[Task statement]
Leave out the pictures and copy the remaining records exactly.

[Provided records]
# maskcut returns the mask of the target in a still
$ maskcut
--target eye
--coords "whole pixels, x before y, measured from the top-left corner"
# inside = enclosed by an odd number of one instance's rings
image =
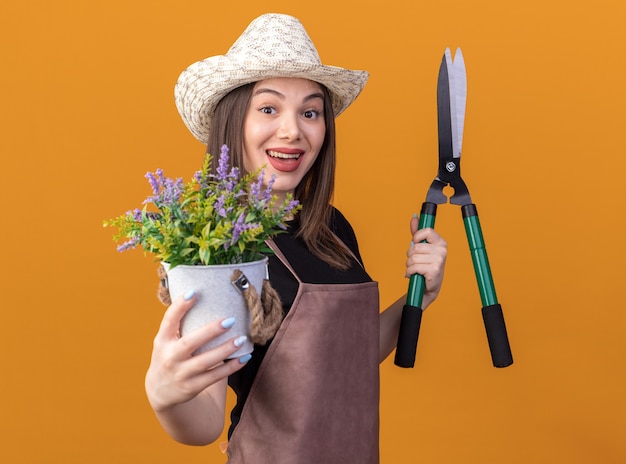
[[[264,114],[275,114],[276,108],[271,106],[262,106],[261,108],[259,108],[259,111]]]
[[[308,110],[302,114],[306,119],[317,119],[321,113],[317,110]]]

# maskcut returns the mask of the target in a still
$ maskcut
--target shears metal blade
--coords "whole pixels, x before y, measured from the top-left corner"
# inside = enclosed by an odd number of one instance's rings
[[[450,106],[450,130],[452,131],[452,157],[460,158],[463,146],[463,124],[465,123],[465,103],[467,102],[467,76],[465,73],[465,61],[461,49],[457,48],[452,61],[452,54],[447,48],[441,60],[439,79],[442,81],[438,86],[446,88],[444,75],[448,75],[447,88]]]
[[[437,80],[439,169],[428,189],[426,201],[422,204],[419,228],[434,228],[437,205],[448,202],[443,189],[447,186],[452,187],[454,194],[450,197],[450,203],[461,206],[474,272],[483,303],[483,321],[493,365],[506,367],[513,363],[513,357],[502,307],[496,297],[476,205],[472,203],[467,185],[461,177],[466,102],[467,77],[463,54],[461,49],[457,48],[453,60],[448,48],[441,60]],[[395,364],[400,367],[413,367],[415,363],[425,288],[423,276],[419,274],[411,276],[407,301],[402,311],[395,356]]]
[[[465,60],[460,48],[456,49],[454,61],[447,48],[437,80],[437,122],[439,130],[439,170],[428,190],[426,201],[440,205],[448,202],[443,189],[451,186],[454,195],[450,203],[469,204],[472,199],[461,178],[461,152],[467,102],[467,76]]]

[Expected answer]
# maskcut returns the mask of the target in a still
$ maskcut
--target eye
--coords "whole pixels, x before y, measured from the top-left corner"
# inside = enclosed by an odd number of one instance's rings
image =
[[[264,114],[275,114],[276,108],[271,106],[262,106],[261,108],[259,108],[259,111]]]
[[[308,110],[302,114],[306,119],[317,119],[321,113],[317,110]]]

# maskcut returns the mask of the target in a still
$ maskcut
--target shears metal blade
--coords "whole pixels, x before y, measured from the top-left corner"
# inside = enclosed by an odd number of one instance's rings
[[[450,106],[450,130],[452,131],[452,157],[460,158],[463,146],[463,124],[465,123],[465,103],[467,102],[467,76],[465,73],[465,61],[461,49],[457,48],[452,61],[452,54],[447,48],[441,60],[439,79],[442,81],[438,86],[446,88],[444,75],[448,75],[447,88]]]
[[[437,80],[439,169],[428,189],[426,201],[422,204],[419,228],[434,228],[437,205],[448,202],[443,189],[447,186],[452,187],[454,194],[450,197],[450,203],[461,206],[474,272],[483,303],[483,321],[493,365],[506,367],[513,363],[513,357],[502,307],[496,297],[476,205],[472,203],[467,185],[461,177],[466,102],[467,77],[463,54],[461,49],[457,48],[453,60],[448,48],[441,60]],[[395,364],[400,367],[413,367],[415,363],[425,288],[423,276],[419,274],[411,276],[407,301],[402,311],[395,356]]]
[[[465,60],[460,48],[456,49],[454,61],[447,48],[437,80],[437,122],[439,130],[439,170],[428,190],[426,201],[440,205],[448,202],[443,189],[451,186],[454,195],[450,203],[469,204],[472,199],[461,178],[461,152],[467,102],[467,76]]]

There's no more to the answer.